=== Exercise directions ===
Can you give these entries again with every "bowl rim" switched to "plate edge" and nothing else changed, leaving out the pictures?
Start of Data
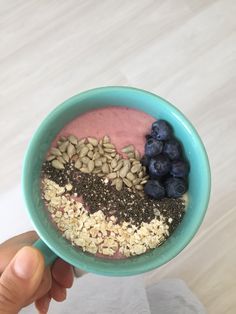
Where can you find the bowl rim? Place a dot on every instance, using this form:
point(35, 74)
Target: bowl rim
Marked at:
point(188, 125)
End of Data
=== Task output ===
Where can you find the plate edge? Place a dot on every instance, using this form:
point(35, 74)
Target: plate edge
Marked at:
point(188, 125)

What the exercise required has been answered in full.